Write the next part of the court ruling on the estate tax charitable deduction, starting right after its last sentence.

Text shown:
_ _ _ _ _
RULING ON CROSS-MOTIONS FOR SUMMARY JUDGMENT
CLARIE, District Judge.This action seeks the return of federal estate taxes previously paid under protest. The plaintiff executor contends that the testatrix created under the terms of her Will a charitable remainder interest eligible for a deduction under 26 U.S.C. § 2055. Cross-motions for summary judgment were filed and both parties agreed that there remained no disputed facts. The Court finds that the Will did not prescribe a “presently ascertainable” value of the corpus of the charitable remainder, which is a prerequisite for the allowance of such a deduction. Summary judgment is granted for the Government.
The stipulated facts disclose that on August 3, 1961, Blanche L. Edgar (the testatrix) executed her Last Will and Testament. Although a codicil was subsequently executed on April 19, 1963, the changes effected are not material to the legal issues in this action. While a resident of New London, Connecticut, the testatrix died on February 2, 1965, and her Will was probated there.
Article Fifth of her Will provided that the residual of her estate was to be given in trust to the plaintiff trust company for the accomplishment of specific purposes not relevant to the present suit. This Article then concluded:
“The balance of said income shall be paid to my said trustee in monthly *1139payments, in share and share alike, to Janet Clarke and her children, George Klinck Clarke, Candice Ann Clarke and Sandra Dennis Clarke, all of New London, Connecticut, for the terms of their natural lives, intending that the survivor shall have the benefit and use of income as was paid during the lives of said persons. In connection with the payments specified to be made to Janet Clarke and her said children, I authorize and empower my said trustee, solely and absolutely in its discretion, to make payment of any sum or sums from the corpus of said trust in addition to said payments from said income as it feels necessary for the physical welfare of said Janet Clarke and her said children and the survivor of them.” (Emphasis added).
The clause then states that upon the death of the various life beneficiaries, the trustee was empowered “to continue to hold, manage and invest said trust funds as a permanent and perpetual trust” which was to make payments to certain charitable organizations.
On April 29, 1966, a federal estate tax return was filed by plaintiff executor with the District Director of Internal Revenue, Hartford, showing a federal estate tax liability of $162,088.91, which amount was paid at the time the return was filed. After an audit of the return by an official of the Internal Revenue Service, a supplemental tax assessment was made against the plaintiff totaling $19,716.50, plus interest, on the ground that there could be no charitable deduction for the value of the remainder of the trust established by Article Fifth of the testatrix’s Will. This deficiency with interest in the amount of $1,215.40 was subsequently paid and this suit followed.
_ _ _ _ _
Data entries:

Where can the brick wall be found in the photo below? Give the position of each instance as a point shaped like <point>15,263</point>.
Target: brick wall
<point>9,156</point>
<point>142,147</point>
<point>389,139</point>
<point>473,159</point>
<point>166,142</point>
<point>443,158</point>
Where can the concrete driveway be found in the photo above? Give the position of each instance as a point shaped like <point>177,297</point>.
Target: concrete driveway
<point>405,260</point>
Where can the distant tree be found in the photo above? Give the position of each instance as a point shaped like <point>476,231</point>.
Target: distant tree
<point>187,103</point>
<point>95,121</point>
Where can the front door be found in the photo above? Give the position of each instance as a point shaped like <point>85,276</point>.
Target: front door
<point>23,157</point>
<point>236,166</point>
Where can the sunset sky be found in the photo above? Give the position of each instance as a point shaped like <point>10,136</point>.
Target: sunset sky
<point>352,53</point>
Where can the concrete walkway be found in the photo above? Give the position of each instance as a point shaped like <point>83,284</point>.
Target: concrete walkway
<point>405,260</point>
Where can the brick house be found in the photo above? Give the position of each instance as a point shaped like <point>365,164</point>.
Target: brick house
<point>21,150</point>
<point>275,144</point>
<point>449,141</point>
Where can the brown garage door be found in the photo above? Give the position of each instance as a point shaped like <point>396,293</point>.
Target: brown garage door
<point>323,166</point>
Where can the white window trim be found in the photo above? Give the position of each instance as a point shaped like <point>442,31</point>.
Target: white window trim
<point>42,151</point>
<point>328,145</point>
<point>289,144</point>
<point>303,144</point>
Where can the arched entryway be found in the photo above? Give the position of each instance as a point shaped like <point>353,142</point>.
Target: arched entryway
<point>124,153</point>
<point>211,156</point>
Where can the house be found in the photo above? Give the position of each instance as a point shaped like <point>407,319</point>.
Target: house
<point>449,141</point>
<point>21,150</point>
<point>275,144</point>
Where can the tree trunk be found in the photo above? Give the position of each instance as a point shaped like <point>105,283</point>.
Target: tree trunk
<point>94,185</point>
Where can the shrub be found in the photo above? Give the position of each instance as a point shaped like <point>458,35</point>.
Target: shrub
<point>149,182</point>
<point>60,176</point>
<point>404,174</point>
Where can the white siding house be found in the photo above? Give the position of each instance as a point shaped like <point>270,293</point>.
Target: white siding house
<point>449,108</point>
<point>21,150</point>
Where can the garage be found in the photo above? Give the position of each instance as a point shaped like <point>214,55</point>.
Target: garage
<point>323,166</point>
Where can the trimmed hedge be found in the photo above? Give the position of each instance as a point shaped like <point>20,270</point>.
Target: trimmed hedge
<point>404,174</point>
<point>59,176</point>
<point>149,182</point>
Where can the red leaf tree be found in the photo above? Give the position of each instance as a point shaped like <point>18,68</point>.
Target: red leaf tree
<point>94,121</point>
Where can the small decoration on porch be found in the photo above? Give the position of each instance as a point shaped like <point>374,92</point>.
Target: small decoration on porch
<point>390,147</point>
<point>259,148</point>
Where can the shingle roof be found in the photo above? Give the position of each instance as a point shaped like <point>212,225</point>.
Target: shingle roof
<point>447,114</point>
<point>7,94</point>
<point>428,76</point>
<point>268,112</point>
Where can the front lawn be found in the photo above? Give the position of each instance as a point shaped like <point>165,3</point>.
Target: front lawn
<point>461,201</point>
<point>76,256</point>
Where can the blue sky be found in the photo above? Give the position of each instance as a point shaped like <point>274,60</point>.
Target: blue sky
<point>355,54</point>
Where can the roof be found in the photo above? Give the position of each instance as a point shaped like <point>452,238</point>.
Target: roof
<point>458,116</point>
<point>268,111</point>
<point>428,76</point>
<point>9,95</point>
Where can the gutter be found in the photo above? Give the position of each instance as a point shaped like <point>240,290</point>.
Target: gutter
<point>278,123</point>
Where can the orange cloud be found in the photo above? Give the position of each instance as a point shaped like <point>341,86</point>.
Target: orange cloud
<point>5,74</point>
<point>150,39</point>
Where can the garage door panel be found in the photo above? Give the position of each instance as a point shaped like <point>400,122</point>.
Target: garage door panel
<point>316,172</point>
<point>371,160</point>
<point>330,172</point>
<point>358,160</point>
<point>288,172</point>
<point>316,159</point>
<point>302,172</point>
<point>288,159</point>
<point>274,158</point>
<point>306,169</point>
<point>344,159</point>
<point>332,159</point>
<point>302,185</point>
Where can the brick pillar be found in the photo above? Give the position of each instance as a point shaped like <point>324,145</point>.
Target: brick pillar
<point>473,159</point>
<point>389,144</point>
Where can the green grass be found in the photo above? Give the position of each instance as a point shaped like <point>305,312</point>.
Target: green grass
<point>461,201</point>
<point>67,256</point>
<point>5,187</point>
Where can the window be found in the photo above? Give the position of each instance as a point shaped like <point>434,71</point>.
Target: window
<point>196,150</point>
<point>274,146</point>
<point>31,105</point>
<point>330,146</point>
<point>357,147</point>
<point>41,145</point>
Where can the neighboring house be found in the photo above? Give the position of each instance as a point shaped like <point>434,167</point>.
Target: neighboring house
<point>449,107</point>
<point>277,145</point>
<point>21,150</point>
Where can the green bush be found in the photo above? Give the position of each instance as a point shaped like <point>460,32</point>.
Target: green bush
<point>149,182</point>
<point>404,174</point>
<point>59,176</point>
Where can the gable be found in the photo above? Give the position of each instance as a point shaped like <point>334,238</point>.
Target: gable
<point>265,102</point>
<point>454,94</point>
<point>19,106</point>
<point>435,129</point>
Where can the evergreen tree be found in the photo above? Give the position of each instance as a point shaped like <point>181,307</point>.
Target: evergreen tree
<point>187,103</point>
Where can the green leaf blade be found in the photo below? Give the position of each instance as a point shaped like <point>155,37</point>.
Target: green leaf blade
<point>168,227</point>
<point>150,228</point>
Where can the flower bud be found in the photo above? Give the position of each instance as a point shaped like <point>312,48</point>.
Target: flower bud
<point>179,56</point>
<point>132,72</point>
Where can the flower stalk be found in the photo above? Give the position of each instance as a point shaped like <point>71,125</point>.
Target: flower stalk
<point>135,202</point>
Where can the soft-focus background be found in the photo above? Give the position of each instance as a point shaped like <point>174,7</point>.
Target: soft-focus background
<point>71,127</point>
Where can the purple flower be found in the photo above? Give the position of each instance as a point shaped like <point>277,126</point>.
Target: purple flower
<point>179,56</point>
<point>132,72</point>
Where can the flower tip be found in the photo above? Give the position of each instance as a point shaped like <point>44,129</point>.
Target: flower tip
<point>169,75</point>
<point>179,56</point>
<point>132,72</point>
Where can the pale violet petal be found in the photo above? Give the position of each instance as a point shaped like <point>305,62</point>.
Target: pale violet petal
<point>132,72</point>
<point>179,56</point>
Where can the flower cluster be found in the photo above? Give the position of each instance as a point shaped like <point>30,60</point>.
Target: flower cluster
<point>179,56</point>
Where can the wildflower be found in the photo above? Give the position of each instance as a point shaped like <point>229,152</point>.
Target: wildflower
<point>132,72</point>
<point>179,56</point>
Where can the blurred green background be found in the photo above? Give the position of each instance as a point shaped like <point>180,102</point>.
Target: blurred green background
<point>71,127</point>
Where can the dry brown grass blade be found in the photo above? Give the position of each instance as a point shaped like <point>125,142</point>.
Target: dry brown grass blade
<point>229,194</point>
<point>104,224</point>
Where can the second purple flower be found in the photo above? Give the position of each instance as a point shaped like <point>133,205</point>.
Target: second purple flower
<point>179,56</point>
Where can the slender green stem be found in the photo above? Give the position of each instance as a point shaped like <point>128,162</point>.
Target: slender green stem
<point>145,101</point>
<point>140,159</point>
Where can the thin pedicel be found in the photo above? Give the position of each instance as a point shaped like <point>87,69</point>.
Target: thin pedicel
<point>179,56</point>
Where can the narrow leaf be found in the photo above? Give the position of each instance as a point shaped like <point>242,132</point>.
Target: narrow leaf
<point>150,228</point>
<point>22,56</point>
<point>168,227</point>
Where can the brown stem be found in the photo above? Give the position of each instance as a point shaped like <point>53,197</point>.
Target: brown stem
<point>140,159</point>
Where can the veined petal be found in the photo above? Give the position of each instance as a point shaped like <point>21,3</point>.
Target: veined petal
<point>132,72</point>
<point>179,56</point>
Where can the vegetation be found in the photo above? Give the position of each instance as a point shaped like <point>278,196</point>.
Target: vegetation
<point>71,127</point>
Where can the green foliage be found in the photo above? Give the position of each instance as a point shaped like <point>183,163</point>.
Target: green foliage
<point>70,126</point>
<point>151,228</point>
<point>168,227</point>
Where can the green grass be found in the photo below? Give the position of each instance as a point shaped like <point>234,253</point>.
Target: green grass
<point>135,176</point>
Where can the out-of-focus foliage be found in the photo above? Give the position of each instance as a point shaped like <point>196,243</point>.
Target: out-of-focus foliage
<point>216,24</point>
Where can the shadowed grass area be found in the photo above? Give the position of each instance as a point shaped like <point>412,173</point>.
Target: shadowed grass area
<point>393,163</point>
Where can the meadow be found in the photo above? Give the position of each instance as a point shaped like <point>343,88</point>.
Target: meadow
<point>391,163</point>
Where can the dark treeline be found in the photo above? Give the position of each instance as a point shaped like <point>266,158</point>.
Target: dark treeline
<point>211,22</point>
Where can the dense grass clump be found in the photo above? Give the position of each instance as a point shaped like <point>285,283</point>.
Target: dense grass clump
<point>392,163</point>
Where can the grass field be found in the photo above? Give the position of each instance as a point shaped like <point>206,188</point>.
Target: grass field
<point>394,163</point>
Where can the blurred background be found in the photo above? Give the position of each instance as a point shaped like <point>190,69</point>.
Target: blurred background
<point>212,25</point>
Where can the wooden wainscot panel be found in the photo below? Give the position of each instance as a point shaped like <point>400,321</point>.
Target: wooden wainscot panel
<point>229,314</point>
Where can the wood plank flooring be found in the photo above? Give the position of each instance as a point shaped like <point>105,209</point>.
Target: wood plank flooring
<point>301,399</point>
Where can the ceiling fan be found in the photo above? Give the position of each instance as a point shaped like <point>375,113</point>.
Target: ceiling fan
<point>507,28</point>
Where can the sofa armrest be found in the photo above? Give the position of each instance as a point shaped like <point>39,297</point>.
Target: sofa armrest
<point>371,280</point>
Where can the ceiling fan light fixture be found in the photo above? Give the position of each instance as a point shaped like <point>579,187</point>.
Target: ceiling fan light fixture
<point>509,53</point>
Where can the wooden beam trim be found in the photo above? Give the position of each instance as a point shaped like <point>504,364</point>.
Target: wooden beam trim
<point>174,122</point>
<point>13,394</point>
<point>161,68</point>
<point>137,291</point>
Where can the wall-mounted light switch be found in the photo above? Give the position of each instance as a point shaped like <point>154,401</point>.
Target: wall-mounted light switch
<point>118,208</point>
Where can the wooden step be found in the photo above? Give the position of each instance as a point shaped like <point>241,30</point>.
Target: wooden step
_ _ _ _ _
Answer below:
Section 2055 of the Code authorizes a charitable deduction from the gross estate for all bequests under:
“(a) (2) to or for the use of any corporation organized and operated exclusively for religious, charitable, scientific, literary, or educational purposes * * * no part of the net earnings of which inures to the benefit of any private stockholder or individual, and no substantial part of the activities of which is carrying on propaganda, or otherwise attempting, to influence legislation.”
The Treasury Regulations issued pursuant to this section have prescribed rules covering the situation where a charitable remainder interest is subject to a power in the trustee to divert funds from corpus to a non-charitable beneficiary. One of the requirements is stated as follows:
Section 20.2055-2 Transfers not exclusively for charitable purposes.
“(a) Remainders and similar interests. If a trust is created or property is transferred for both a charitable and a private purpose, deduction may be taken of the value of the charitable beneficial interest only insofar as that interest is presently ascertainable, and hence severable from the noncharitable interest.”
Another requirement is that the likelihood the charity will not take is “so remote as to be negligible.” This question has not been raised as a basis for summary judgment by either party. The ultimate issue in the present suit is whether the discretion given by the testatrix to the trustee, to invade the corpus of the charitable trust “as it feels necessary for the physical welfare” of the income beneficiaries, is certain enough so that the charitable remainder may be considered presently ascertainable.
While the “presently ascertainable” test has previously caused much controversy (Cf. Magruder, C. J. concurring in Blodget v. Delaney, 201 F.2d 589 (1st Cir. 1953) ), the courts today uniformly agree on certain basic principles. These principles are derived from two significant Supreme Court cases: Ithaca Trust Co. v. United States, 279 U.S. 151, 49 S.Ct. 291, 73 L.Ed. 647 (1929) and Merchants Nat. Bk. v. Commissioner of In*1140ternal Revenue, 320 U.S. 256, 64 S.Ct. 108, 88 L.Ed. 35 (1943).
In Ithaca Trust decedent had established a testamentary trust with a life estate in his wife, remainder to charity. The trustee was instructed to invade principal in favor of the wife in such amounts “that may be necessary to suitably maintain her in as much comfort as she now enjoys.” The Court held that the provision for the maintenance of the wife did not make the gifts to charity presently incalculable so that the deduction could not be had.
“The principal that could be used was only so much as might be necessary to continue the comfort then enjoyed. The standard was fixed in fact and capable of being stated in definite terms of money. It was not left to the widow’s discretion. The income of the estate at the death of the testator, and even after debts and specific legacies had been paid, was more than sufficient to maintain the widow as required. There was no uncertainty appreciably greater than the general uncertainty that attends human affairs.” (279 U.S. at 154, 49 S.Ct. at 291.)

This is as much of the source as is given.